**TAREAS DEL EJERCICIO:**
(1) Según el pasaje sobre los amigos y el exilio, ¿dónde estuvo preso Juvencio Concha?
(2) Retoma el pasaje sobre los amigos y el exilio y continúalo a partir de su última oración.

En lo familiar no nos pasó nada irreparable, pero tenemos amigos muertos, desaparecidos, torturados, al igual que una parte considerable de nuestros compatriotas. La mayoría de nuestros grandes e inolvidables amigos se fueron al exilio: Helga Krebs y Julio Montané, Letty Martínez, Carlos Böker; Óscar Stuardo estaba acá y poco después quedó sin trabajo, así que se quedó con nosotros un tiempo. Mi amigo de la vida, Juvencio Concha, preso en Chacabuco. La mayoría no pudo regresar porque no tenían espacio laboral acá; los más afortunados pudieron venir esporádicamente. Nuestra casa fue un lugar de acogida para quienes habían perdido sus trabajos, sus proyectos de vida, y esperaban con angustia y temor la fecha de viaje al exilio, buscaban qué hacer, golpeados profunda y vitalmente. Ahí Jaime tuvo un rol importante en la contención, como amigo, psicólogo y sabio pastor anglicano, que no era, pero me habría gustado que lo fuera, y creo que cumplió el rol a cabalidad.

Entradas de datos guardadas:
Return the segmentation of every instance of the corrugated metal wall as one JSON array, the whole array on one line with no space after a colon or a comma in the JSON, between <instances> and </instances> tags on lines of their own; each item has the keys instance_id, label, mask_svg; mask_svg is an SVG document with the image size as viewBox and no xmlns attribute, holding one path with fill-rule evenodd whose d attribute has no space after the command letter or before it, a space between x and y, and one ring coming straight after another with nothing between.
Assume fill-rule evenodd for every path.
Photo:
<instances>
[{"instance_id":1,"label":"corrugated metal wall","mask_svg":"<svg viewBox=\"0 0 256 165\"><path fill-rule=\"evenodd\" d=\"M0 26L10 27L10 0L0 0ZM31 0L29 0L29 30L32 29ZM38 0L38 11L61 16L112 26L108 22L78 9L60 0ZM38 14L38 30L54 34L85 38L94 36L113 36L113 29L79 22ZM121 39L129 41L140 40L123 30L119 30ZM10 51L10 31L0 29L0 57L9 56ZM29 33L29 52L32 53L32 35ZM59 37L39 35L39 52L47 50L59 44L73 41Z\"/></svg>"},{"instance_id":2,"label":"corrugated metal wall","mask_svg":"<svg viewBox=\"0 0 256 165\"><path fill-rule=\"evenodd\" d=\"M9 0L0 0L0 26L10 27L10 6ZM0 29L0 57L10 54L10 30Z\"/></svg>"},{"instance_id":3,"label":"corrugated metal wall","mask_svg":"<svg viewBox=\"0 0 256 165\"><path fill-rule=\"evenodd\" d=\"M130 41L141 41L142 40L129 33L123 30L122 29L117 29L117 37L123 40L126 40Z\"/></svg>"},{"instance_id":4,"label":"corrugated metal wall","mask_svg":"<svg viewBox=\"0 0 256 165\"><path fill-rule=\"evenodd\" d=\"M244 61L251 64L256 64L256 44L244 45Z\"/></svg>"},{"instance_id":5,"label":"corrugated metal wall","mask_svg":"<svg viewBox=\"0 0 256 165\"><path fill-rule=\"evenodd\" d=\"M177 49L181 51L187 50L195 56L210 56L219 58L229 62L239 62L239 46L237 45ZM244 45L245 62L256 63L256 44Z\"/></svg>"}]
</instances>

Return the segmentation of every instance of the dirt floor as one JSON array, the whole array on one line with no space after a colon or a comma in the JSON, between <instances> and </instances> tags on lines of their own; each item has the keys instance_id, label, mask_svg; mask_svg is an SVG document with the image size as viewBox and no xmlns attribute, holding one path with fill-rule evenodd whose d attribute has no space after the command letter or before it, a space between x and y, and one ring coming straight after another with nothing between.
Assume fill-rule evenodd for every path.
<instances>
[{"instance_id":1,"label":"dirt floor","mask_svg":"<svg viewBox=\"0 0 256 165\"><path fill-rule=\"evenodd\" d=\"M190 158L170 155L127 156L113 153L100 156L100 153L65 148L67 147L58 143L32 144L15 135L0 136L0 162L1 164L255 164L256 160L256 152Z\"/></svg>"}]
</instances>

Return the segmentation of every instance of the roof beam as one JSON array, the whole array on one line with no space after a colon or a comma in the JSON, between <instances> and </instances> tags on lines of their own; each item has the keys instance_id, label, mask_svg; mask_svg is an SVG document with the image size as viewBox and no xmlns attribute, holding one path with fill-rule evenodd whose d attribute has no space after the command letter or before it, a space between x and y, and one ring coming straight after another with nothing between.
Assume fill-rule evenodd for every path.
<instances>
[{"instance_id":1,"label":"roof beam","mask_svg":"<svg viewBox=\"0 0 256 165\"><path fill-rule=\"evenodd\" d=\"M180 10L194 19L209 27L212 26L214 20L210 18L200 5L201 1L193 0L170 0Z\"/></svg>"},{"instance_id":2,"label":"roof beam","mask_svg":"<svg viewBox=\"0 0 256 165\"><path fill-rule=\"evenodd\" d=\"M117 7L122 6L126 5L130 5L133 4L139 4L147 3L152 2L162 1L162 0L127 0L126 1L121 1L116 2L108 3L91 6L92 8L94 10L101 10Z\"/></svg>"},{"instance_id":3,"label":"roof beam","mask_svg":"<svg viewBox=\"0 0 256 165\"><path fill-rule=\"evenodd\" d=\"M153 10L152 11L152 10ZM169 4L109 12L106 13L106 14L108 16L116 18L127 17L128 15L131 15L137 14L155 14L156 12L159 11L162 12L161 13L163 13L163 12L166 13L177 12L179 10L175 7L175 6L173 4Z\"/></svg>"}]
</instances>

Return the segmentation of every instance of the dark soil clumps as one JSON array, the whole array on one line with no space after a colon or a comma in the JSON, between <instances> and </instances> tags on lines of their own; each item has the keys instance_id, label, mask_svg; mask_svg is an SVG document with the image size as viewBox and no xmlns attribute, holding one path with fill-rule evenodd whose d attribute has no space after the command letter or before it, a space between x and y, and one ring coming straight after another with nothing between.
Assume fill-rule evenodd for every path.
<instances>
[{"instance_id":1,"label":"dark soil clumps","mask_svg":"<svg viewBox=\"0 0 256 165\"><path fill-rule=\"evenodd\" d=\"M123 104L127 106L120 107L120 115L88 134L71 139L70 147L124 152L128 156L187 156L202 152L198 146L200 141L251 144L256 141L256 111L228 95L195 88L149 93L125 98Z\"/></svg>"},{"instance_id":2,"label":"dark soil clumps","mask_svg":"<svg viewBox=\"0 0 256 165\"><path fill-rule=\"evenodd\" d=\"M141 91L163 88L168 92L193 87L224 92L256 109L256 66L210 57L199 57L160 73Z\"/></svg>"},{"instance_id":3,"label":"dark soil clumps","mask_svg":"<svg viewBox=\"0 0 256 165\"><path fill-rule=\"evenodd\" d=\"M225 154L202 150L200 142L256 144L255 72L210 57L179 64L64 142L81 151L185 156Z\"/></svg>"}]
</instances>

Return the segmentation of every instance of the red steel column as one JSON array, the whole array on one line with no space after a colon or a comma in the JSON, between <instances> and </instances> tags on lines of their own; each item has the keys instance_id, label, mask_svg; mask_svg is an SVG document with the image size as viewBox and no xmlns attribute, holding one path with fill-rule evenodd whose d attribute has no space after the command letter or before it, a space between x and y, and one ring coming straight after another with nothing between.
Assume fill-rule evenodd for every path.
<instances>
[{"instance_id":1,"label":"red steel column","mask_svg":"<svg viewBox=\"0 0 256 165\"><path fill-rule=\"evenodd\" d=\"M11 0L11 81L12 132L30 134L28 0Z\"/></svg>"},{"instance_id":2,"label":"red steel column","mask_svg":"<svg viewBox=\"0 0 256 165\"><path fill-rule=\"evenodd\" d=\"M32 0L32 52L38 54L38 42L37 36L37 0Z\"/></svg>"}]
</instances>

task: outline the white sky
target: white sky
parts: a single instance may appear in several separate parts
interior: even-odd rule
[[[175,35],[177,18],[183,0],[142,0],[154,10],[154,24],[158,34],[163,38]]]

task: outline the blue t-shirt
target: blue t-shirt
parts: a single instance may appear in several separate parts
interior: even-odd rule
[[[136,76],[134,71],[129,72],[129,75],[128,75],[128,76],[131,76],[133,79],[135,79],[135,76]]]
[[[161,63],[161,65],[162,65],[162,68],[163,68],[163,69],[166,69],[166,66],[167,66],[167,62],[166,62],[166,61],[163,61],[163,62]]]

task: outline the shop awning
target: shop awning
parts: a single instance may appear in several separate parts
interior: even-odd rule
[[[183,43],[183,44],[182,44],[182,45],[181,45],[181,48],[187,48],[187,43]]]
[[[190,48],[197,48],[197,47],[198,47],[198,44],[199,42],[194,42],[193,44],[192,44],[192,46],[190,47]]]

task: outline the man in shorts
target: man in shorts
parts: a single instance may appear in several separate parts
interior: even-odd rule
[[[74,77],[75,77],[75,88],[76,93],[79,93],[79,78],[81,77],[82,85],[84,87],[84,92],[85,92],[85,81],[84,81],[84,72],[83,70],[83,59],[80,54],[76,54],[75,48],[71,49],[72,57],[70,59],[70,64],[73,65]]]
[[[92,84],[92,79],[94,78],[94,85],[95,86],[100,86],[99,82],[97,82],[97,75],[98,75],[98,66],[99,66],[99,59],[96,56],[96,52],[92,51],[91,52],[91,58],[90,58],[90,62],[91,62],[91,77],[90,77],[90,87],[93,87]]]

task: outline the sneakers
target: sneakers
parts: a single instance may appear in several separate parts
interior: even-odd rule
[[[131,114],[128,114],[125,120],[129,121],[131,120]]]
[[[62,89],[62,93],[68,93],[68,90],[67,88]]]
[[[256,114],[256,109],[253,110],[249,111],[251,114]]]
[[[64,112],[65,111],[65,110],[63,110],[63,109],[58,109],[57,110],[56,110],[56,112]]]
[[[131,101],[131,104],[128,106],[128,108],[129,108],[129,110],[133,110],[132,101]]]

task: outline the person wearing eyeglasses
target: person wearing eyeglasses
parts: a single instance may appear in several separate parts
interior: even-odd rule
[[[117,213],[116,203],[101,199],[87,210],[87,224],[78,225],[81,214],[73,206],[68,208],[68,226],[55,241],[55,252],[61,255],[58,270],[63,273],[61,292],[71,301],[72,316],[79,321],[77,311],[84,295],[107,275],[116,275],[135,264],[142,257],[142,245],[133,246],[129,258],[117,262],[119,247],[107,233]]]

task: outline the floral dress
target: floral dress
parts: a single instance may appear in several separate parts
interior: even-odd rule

**RESULTADOS POR TAREA:**
(1) En Chacabuco.

(2)
Los fiscales del Pedagógico exoneraron a cientos de sus profesores, entre ellos, Jaime, que tuvo la suerte de retomar un cargo en el Servicio de Medicina Psicosomática y Salud Mental del Hospital Salvador, gracias a la generosidad y valentía del doctor Víctor Jadresic, actitud poco frecuente en esos años. Reabrió su consulta, atendiendo al mayor porcentaje de manera gratuita, pero desde allí hizo posible que muchas vidas pudieran continuar, a pesar de haber sufrido las violencias inenarrables que generó la dictadura.

Habíamos decidido quedarnos y nunca nos arrepentimos de esa decisión; acá estaba parte importante de nuestros seres queridos, familiares y algunos amigos. Sybila nació en noviembre de 1974, en medio de toda esta situación terrible. El toque de queda era riguroso, en las noches se escuchaban balaceras, y a medianoche comenzaron las contracciones. El doctor me dijo que pidiéramos una ambulancia. Mi recuerdo imborrable es el trayecto entre Miguel Claro y la Clínica Central, por una ciudad vacía, abandonada, muerta, en la que los semáforos funcionaban inexorablemente para nadie, de la cual había desaparecido para siempre nuestro proyecto de una sociedad mejor para todos.

Conservamos algunos de nuestros amigos, hicimos otros nuevos, mantuvimos el encuentro de los domingos a pesar de todas las restricciones. Para nuestros amigos exiliados siempre fue un consuelo saber que seguíamos allí, como si nada hubiera cambiado.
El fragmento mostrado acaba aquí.